Source document>
_ _ _
Le Marin – Martinique

After eighteen days at sea, it was during the night that Heidi spotted the lights of Martinique. A few hours later we rounded the southern tip of the island and then set course for Le Marin and arrived shortly before sunrise.

I doubt we have ever seen so many boats at anchor. The bay is filled with vessels in all directions. Here there is everything from super-yacht to barely floating hulks. We found a space and, after over 2000 miles and one Atlantic crossing, dropped our anchor.

After tidying up and pumping up the dinghy we motored across to the marina and “cleared in” online using a computer terminal in the office. This is civilized! No police, no customs and no immigration. Martinique is part of France and therefore part of the EU. The currency is Euro, our European SIM card (and data flat rate) works and the language is French. All the comforts of home but T-shirt weather.
_ _ _
Exercise 1> From the account of arriving in Le Marin, list every official body that the clearing-in process did not involve.
_ _ _
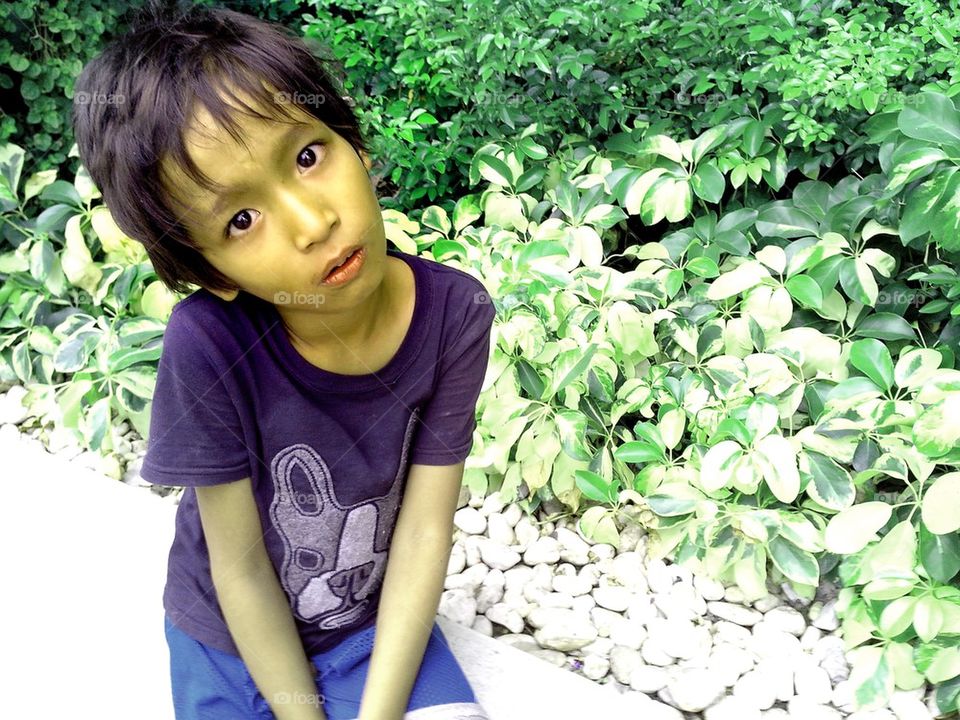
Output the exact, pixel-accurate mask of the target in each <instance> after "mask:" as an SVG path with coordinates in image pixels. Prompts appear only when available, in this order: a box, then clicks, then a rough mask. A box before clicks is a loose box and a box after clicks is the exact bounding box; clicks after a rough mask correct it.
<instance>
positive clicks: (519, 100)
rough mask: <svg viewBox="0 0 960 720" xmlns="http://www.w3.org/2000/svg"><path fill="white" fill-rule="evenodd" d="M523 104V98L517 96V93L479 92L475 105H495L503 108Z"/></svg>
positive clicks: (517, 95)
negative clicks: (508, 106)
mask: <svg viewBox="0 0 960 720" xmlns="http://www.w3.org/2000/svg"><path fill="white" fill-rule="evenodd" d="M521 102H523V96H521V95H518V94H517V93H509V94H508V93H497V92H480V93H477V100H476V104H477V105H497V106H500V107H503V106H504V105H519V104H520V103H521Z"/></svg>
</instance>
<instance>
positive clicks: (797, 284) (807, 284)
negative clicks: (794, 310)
_ _ _
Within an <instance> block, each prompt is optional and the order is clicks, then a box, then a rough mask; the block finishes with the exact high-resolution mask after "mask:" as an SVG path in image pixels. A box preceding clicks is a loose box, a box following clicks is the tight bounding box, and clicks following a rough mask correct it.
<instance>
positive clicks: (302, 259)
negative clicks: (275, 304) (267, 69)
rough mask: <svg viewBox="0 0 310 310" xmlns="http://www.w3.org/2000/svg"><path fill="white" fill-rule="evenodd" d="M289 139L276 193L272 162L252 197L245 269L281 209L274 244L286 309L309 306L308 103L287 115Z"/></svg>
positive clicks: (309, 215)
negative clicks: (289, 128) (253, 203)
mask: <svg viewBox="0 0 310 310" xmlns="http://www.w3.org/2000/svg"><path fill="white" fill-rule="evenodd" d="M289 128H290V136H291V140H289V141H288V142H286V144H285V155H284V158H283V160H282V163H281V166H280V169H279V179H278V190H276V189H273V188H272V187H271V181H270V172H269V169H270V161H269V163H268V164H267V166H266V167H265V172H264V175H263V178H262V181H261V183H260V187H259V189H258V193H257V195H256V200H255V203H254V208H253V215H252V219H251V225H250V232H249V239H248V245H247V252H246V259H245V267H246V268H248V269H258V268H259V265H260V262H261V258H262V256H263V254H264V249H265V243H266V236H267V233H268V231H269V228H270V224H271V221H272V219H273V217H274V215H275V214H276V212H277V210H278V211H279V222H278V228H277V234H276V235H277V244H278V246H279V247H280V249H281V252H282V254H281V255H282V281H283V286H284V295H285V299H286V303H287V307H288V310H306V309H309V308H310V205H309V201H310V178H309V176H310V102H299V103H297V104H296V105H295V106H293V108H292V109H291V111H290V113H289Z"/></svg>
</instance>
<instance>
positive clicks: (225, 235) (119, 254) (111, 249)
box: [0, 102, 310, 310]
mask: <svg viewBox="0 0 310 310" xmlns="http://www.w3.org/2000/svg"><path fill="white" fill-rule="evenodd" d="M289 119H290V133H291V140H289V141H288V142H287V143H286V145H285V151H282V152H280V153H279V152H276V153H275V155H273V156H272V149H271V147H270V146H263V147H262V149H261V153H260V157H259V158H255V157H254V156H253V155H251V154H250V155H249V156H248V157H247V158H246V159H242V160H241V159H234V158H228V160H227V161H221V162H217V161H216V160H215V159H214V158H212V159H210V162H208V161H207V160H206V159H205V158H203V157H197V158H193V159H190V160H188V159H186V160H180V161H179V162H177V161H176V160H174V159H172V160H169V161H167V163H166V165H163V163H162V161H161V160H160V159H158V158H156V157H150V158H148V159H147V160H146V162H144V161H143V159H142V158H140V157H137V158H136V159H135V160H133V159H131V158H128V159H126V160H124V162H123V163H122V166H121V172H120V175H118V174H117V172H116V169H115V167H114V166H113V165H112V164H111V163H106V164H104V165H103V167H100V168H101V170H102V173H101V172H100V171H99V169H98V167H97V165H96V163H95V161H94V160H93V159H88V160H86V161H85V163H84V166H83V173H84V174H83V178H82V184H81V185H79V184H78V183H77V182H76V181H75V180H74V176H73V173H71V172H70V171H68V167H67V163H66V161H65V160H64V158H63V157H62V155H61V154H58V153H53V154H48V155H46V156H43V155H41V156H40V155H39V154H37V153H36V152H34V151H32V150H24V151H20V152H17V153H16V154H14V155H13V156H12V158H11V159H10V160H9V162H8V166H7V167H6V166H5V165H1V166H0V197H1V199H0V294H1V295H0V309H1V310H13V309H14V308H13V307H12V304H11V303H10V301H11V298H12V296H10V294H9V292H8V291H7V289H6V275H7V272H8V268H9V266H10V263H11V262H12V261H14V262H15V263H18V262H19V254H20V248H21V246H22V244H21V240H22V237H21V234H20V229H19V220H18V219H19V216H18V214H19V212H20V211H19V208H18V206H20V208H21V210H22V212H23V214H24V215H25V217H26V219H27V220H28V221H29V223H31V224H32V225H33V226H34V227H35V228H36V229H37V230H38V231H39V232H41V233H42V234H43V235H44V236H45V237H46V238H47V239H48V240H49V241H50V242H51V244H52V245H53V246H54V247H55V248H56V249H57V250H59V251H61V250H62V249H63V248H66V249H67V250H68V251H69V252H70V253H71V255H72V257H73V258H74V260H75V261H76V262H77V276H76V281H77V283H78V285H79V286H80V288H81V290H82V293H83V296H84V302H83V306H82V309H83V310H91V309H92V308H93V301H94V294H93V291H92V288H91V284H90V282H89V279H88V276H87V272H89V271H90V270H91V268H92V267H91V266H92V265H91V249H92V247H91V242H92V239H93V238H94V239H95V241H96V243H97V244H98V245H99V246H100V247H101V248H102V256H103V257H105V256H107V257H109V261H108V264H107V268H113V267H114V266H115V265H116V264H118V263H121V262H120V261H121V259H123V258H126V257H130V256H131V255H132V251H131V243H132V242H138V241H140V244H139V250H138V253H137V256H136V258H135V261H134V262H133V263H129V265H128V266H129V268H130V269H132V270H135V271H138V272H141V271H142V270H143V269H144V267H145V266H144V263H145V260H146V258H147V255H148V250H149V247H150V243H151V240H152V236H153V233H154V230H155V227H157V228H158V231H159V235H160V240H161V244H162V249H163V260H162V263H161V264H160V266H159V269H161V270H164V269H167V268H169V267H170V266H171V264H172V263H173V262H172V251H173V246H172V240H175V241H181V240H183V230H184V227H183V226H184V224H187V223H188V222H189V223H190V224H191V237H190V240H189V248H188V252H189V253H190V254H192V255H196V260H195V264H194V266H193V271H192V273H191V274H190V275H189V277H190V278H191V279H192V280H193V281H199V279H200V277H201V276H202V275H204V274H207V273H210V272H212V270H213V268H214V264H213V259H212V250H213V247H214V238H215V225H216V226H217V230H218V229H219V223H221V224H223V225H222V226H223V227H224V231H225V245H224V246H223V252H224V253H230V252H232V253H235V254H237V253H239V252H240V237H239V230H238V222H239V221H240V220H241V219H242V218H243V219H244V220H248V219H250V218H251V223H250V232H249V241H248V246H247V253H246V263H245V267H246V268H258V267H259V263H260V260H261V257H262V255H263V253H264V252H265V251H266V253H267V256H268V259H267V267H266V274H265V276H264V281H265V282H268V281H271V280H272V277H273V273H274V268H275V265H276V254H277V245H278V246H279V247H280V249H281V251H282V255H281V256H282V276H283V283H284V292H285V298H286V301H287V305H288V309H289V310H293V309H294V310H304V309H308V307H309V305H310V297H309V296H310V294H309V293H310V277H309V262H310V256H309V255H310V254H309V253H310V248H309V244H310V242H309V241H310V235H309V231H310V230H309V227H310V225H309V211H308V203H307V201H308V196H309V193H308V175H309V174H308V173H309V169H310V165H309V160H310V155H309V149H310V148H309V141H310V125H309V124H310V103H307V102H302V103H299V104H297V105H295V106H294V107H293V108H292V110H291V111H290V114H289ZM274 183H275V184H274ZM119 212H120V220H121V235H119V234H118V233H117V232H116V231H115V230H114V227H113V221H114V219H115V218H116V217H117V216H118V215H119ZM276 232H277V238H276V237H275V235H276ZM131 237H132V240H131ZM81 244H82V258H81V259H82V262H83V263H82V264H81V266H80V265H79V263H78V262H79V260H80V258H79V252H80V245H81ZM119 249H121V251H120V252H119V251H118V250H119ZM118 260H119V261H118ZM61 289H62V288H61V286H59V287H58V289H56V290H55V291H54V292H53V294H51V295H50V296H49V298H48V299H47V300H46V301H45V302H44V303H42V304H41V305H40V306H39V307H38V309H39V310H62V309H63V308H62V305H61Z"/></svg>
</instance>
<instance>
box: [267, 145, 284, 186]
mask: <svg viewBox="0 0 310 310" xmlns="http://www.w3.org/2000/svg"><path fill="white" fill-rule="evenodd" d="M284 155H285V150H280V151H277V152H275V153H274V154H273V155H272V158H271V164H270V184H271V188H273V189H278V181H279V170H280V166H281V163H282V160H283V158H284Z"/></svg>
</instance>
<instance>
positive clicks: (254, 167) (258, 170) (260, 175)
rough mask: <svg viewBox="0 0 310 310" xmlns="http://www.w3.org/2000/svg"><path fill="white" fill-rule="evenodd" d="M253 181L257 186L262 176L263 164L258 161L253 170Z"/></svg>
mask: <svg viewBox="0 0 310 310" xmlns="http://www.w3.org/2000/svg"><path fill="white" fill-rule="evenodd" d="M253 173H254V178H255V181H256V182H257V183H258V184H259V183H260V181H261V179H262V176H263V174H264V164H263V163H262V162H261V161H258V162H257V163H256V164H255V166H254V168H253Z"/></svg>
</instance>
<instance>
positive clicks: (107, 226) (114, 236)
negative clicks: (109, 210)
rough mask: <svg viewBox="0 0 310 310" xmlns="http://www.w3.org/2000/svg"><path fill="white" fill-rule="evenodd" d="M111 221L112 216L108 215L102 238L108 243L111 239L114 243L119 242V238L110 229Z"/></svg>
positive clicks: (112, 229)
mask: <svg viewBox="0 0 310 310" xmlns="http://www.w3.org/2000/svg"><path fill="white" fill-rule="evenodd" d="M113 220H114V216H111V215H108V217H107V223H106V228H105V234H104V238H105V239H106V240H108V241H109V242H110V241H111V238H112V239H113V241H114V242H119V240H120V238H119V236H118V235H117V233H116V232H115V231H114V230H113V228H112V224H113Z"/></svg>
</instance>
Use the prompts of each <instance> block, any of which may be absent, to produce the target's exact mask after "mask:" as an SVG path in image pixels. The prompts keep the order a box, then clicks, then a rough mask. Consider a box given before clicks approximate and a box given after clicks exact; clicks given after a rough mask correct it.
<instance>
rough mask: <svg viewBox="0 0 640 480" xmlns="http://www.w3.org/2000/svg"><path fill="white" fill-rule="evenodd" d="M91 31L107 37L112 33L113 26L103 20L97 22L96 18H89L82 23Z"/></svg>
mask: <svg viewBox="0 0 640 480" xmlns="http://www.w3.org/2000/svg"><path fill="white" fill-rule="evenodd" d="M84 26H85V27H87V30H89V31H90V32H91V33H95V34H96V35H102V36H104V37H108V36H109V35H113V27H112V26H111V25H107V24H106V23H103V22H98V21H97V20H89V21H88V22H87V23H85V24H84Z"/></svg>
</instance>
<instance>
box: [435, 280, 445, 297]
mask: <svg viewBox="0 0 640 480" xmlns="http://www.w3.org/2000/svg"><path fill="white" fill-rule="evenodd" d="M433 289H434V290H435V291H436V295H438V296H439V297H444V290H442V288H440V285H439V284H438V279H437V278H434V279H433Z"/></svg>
_ _ _
Exercise 2> In the entries, rewrite the lines from the line with "Output the exact, pixel-accurate" to the line with "positive clicks: (517, 95)", replacing "rough mask" with "coarse mask" and leaving everything else unchanged.

Exercise output 1> police, customs, immigration

Exercise output 2>
Output the exact, pixel-accurate mask of the target in each <instance> after "mask:" as an SVG path with coordinates in image pixels. Prompts appear only when available, in this order: a box, then clicks, then a coarse mask. A box before clicks is a loose box and a box after clicks is the exact bounding box; clicks after a coarse mask correct it.
<instance>
positive clicks: (519, 100)
coarse mask: <svg viewBox="0 0 960 720" xmlns="http://www.w3.org/2000/svg"><path fill="white" fill-rule="evenodd" d="M523 104V98L517 96V93L479 92L475 105H495L503 108Z"/></svg>
positive clicks: (517, 95)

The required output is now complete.